━━━ Source material ━━━

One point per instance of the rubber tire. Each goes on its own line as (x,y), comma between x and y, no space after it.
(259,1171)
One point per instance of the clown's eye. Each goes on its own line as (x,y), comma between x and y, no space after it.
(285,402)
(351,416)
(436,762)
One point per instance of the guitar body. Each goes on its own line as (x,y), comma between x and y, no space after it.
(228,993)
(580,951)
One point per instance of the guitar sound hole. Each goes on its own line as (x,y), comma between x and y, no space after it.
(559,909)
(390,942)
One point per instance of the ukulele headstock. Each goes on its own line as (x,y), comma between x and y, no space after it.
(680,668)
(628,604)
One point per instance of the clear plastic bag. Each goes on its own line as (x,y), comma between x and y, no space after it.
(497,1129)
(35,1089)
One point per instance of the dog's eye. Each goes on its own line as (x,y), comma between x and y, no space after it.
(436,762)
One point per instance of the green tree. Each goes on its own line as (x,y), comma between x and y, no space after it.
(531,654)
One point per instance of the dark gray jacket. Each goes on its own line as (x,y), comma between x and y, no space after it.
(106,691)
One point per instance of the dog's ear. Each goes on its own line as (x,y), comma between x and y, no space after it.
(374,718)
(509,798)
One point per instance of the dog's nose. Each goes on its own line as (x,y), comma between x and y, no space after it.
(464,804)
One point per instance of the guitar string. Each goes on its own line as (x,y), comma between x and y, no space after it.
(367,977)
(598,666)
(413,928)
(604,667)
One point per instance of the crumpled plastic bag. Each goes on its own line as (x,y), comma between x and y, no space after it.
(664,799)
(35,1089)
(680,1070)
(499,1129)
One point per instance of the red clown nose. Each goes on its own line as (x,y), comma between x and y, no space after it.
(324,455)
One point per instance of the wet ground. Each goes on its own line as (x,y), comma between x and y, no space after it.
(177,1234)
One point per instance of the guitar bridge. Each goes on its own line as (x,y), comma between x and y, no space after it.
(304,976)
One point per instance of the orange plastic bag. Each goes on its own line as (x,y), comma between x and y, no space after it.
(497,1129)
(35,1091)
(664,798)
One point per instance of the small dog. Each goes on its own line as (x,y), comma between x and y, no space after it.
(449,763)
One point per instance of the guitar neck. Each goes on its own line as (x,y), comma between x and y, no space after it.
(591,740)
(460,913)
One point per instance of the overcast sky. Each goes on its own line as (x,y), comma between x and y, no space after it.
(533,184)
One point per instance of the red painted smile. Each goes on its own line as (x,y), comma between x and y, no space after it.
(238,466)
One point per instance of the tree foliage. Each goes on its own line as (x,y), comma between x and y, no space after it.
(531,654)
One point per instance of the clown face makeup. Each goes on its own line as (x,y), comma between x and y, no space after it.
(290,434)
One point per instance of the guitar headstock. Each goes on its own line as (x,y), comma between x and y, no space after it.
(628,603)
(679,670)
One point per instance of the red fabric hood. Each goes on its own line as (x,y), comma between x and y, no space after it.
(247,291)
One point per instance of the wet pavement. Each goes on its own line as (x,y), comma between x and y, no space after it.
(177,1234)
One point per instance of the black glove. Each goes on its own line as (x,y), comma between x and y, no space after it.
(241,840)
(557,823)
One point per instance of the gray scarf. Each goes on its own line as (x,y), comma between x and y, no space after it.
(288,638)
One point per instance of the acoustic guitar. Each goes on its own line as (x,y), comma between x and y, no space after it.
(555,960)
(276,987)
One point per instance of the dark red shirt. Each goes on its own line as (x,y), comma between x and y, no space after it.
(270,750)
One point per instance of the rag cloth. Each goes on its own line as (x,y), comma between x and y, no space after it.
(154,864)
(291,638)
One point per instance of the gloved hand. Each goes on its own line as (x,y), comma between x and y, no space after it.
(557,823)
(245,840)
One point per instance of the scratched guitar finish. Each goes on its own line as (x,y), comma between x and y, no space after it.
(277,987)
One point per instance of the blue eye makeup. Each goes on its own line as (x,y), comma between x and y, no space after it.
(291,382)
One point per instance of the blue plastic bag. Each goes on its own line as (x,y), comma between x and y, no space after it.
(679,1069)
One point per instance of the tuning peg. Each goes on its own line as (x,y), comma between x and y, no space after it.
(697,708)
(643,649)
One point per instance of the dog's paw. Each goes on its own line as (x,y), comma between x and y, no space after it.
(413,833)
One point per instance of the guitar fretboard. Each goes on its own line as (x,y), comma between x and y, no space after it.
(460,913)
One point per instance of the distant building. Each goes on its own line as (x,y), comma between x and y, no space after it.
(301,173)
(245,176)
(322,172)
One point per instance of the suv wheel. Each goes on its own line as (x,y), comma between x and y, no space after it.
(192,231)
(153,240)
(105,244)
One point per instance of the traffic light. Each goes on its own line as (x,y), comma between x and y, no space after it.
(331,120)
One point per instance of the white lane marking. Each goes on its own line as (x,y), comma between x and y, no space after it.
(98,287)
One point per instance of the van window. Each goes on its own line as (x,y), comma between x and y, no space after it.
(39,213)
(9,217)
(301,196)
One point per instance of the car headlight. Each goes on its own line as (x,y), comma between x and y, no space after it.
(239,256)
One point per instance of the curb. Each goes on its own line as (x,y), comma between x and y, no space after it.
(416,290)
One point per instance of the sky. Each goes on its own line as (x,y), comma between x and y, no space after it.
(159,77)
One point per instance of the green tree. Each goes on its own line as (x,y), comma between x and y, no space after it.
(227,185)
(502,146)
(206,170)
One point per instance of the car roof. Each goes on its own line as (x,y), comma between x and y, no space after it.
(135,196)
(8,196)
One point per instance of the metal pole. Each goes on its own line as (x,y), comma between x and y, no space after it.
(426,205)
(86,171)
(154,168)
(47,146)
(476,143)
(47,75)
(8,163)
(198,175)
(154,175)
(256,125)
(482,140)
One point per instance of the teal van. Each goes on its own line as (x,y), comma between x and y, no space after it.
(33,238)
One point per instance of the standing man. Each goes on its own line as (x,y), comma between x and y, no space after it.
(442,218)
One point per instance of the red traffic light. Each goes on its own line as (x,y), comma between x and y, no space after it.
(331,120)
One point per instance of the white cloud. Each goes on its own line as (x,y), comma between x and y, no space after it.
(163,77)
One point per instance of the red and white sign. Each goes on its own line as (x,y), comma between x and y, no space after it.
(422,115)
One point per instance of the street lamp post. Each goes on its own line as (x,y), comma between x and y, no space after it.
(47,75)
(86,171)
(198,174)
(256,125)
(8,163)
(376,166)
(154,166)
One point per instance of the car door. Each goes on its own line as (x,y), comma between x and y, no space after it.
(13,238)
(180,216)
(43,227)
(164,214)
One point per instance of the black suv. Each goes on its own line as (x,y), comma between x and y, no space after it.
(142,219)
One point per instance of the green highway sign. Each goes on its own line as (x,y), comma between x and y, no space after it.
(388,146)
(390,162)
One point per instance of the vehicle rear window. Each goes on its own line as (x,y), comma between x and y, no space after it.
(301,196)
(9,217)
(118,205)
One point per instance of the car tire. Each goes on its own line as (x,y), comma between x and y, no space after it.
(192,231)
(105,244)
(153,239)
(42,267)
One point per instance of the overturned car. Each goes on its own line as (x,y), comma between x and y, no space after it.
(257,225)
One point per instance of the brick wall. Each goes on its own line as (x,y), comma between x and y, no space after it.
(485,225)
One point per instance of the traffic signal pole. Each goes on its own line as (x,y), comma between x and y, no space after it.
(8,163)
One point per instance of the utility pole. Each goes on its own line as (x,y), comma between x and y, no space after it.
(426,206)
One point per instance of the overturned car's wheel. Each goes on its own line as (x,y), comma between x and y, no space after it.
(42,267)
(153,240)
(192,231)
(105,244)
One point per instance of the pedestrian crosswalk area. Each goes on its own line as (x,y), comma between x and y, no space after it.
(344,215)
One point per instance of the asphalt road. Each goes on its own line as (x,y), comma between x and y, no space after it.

━━━

Write out the listing again from the line with "One point per instance of the pedestrian" through the end of the listing. Substitute "no space following it" for every "no space after it" and leave everything else as it is.

One point per instance of the pedestrian crosswalk area. Each goes on its own line as (x,y), comma between x and y, no space following it.
(344,215)
One point per instance of the asphalt road. Each goes on its own line as (x,y), comma between x and y, no space following it.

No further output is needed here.